(Records shown):
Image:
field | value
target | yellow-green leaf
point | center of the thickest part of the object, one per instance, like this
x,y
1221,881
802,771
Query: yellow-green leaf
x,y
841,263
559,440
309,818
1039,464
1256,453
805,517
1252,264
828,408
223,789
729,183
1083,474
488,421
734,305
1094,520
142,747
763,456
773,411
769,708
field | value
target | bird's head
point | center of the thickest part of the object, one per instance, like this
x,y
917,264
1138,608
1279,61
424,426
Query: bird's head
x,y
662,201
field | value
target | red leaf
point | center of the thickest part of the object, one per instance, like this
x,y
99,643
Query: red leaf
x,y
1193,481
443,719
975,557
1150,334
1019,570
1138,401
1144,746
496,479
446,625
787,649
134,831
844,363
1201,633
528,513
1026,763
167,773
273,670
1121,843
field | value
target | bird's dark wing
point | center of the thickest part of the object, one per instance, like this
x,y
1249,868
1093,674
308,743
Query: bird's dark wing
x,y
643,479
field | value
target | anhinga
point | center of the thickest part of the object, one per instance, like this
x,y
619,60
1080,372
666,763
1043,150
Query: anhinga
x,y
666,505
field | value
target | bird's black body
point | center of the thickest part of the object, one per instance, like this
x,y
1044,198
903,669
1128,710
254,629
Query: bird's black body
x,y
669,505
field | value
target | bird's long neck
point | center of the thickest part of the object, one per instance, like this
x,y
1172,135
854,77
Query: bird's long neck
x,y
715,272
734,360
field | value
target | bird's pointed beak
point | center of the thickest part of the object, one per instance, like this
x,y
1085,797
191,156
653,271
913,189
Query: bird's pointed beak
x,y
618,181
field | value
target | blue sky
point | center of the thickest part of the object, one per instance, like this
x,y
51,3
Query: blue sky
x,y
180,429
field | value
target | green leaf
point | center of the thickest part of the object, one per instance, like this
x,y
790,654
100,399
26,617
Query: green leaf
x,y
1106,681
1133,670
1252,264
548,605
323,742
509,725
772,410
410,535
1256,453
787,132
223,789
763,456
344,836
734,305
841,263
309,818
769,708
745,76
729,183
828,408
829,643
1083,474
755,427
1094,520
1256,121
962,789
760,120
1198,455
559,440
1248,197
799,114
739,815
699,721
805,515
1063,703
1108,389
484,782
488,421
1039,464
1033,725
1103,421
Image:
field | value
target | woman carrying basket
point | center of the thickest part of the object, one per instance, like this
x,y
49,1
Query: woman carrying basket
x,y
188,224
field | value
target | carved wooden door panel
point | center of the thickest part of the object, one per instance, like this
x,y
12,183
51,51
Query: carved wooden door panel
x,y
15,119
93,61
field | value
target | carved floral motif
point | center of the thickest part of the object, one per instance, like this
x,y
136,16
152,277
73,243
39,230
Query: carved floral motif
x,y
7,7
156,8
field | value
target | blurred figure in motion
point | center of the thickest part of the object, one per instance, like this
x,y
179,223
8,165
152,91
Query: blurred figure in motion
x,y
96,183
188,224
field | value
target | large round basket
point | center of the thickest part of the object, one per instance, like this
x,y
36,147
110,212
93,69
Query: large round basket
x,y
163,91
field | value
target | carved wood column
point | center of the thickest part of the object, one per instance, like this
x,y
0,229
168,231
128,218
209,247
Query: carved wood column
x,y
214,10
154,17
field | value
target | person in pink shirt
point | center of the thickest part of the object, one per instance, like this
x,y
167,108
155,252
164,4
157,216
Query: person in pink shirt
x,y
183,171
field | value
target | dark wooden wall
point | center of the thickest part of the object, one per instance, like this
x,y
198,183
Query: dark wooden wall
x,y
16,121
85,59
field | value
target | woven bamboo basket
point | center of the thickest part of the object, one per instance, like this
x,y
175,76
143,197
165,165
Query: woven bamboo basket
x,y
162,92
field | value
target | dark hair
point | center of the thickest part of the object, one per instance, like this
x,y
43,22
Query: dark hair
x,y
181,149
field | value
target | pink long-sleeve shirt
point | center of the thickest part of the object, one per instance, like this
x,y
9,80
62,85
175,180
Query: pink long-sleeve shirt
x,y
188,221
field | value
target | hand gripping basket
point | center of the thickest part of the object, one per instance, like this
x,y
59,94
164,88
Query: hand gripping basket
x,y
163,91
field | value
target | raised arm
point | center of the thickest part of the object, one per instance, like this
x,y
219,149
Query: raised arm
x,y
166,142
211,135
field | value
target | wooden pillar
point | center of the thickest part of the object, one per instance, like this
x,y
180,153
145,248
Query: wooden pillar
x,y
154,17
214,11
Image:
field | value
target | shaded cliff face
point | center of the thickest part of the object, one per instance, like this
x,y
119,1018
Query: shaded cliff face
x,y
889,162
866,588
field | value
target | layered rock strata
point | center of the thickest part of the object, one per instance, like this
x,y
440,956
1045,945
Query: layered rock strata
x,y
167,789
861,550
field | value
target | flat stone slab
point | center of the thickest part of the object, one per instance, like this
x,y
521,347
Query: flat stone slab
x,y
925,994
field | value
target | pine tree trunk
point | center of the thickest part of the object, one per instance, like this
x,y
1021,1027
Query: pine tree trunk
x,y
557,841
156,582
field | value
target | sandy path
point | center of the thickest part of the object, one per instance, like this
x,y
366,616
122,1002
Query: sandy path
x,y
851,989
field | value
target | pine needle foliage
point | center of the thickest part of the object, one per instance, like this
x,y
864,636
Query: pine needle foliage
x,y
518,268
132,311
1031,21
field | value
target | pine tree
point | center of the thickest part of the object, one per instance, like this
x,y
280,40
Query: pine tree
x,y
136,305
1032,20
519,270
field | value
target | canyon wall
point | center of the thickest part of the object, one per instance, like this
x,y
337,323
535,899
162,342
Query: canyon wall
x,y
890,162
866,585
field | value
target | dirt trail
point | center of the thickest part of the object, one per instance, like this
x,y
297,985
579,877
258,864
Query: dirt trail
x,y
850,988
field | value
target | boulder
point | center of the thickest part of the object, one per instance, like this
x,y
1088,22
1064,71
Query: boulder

(Your task):
Every line of the data above should be copied exactly.

(Result of the exercise):
Image:
field | value
target | yellow-green leaf
point | center of the thickest part of the object, one per instance, like this
x,y
1221,881
802,771
Query: yellow-green leaf
x,y
841,263
559,440
309,818
1039,464
1256,453
805,517
1252,264
828,408
223,789
729,183
1083,474
488,421
734,305
1094,520
142,747
763,456
773,411
769,708
field | value
target | bird's head
point | center of the thickest part of the object, one per instance, like this
x,y
917,264
1138,608
1279,61
424,426
Query: bird's head
x,y
662,201
field | value
target | red leaf
point | center of the thickest part of the object, one per instance, like this
x,y
99,643
Query: red leaf
x,y
1193,481
443,719
975,557
1150,334
1019,570
1138,401
1144,746
496,479
446,625
787,649
134,831
844,363
1201,633
528,513
1026,763
167,773
273,670
1121,843
field | value
target | bird's dark wing
point | center of the thickest part of the object, one per instance, like this
x,y
1249,868
1093,674
308,743
Query: bird's dark wing
x,y
643,479
field | value
target | anhinga
point | center of the thickest part of the object, one per instance, like this
x,y
619,60
1080,372
666,763
1043,150
Query: anhinga
x,y
666,505
field | value
target | bird's black body
point | center of the thickest part of the object, one per instance, like this
x,y
1044,198
903,669
1128,710
254,629
Query: bird's black body
x,y
669,505
field | value
target | bird's long neck
point | center of the thickest part of the object, one per instance, like this
x,y
1172,135
854,77
Query: bird's long neck
x,y
715,272
734,360
field | value
target | bird's pointed beak
point | center of the thickest part of the object, one per instance, like this
x,y
1085,797
191,156
653,271
913,189
Query: bird's pointed beak
x,y
618,181
field | value
target | blue sky
point | center of the thickest part of the object, one per instance, like this
x,y
51,3
Query: blue sky
x,y
180,429
field | value
target | green leaf
point | center of the thickest part of the object, one per instance, like this
x,y
790,654
100,399
26,617
Query: green leaf
x,y
1106,681
1133,670
1252,264
548,605
323,742
509,725
772,410
410,535
1256,453
787,132
223,789
763,456
344,836
734,305
841,263
309,818
769,708
745,76
729,183
828,408
829,643
1083,474
755,427
1094,520
1256,121
962,789
760,120
1198,455
559,440
1248,197
799,114
739,815
699,721
805,515
1063,703
1108,389
484,782
488,421
1039,464
1033,725
1103,421
Image:
field | value
target | woman carrying basket
point | center of the thickest part of the object, one per instance, like this
x,y
49,1
Query: woman carrying basket
x,y
188,224
field | value
target | carved wooden door panel
point | center of the thickest part of the object, one per instance, like this
x,y
12,183
51,51
Query: carved wooden door panel
x,y
15,119
93,61
field | value
target | carved floral motif
point | center of the thickest part of the object, one per instance, like this
x,y
136,16
152,277
73,243
39,230
Query: carved floral motif
x,y
7,7
156,8
field | value
target | blurred figure in motion
point | center of the thickest part of the object, one per instance, like this
x,y
179,223
8,165
152,91
Query: blurred figure in motion
x,y
96,183
188,224
field | value
target | large round basket
point | center of the thickest part of the object, one per instance, like this
x,y
36,147
110,212
93,69
Query: large round basket
x,y
163,91
field | value
target | carved wood column
point | center of the thickest part of the object, one per instance, like this
x,y
0,229
168,231
128,218
209,247
Query: carved wood column
x,y
214,10
154,17
field | value
target | person in pink shirt
point | center of the thickest part of the object, one per instance, like this
x,y
167,108
155,252
164,4
157,216
Query: person in pink shirt
x,y
183,171
field | value
target | dark wooden wall
point | center of the thickest part of the object, one per instance, like this
x,y
198,183
Query: dark wooden wall
x,y
16,121
85,59
field | value
target | woven bamboo basket
point | center of the thickest part of the object, one per instance, like this
x,y
175,76
143,197
165,165
Query: woven bamboo basket
x,y
162,92
field | value
target | dark hair
point | center of the thickest part of the object, one per instance, like this
x,y
43,22
Query: dark hair
x,y
181,149
field | value
target | pink long-sleeve shirt
point | center of the thickest part of the object, one per instance, like this
x,y
9,80
62,85
175,180
Query: pink long-sleeve shirt
x,y
188,221
field | value
target | hand gripping basket
point | center of the thickest part of the object, one per instance, like this
x,y
59,94
164,88
Query: hand gripping basket
x,y
163,91
field | value
target | raised arm
point | center of the thickest part of the object, one per instance, like this
x,y
219,149
Query: raised arm
x,y
166,142
211,135
field | value
target | wooden pillar
point | center of the thickest part of the object, one per instance, like this
x,y
180,153
145,248
Query: wooden pillar
x,y
154,17
214,11
Image:
field | value
target | shaded cliff face
point | center of the thickest part of the object, one per instance, like this
x,y
119,1018
Query: shaded cliff face
x,y
889,162
866,588
field | value
target | layered rock strata
point | center of the thickest part of the object, one per instance, like this
x,y
440,956
1045,945
Query: layered rock strata
x,y
167,789
861,550
field | value
target | flat stone slab
point | center of the thickest part of the object, one per instance, like this
x,y
521,347
Query: flat stone slab
x,y
925,994
field | value
target | pine tree trunk
point | center of the thickest part of the object, one per instance, like this
x,y
1021,1027
Query: pine tree trunk
x,y
557,841
156,582
field | value
target | sandy path
point | center of the thickest part of the object, one per instance, like this
x,y
366,616
122,1002
Query: sandy path
x,y
851,989
field | value
target | pine needle foliage
point | center of the thickest part of the object, one per instance, like this
x,y
864,636
Query: pine needle foliage
x,y
518,268
132,311
1031,21
field | value
target | pine tree
point | center of the thickest part of the object, one per instance, like this
x,y
280,40
Query: pine tree
x,y
136,305
1032,20
519,270
field | value
target | canyon wall
point | center of the thickest part of the object, one per instance, like this
x,y
337,323
535,899
162,342
Query: canyon wall
x,y
890,162
866,585
field | value
target | dirt trail
point | center of the thickest part of the object, one per instance, like this
x,y
297,985
579,877
258,864
Query: dirt trail
x,y
850,988
field | value
target | boulder
point | center of the thickest part of the object, one per instance, like this
x,y
1088,22
1064,71
Query: boulder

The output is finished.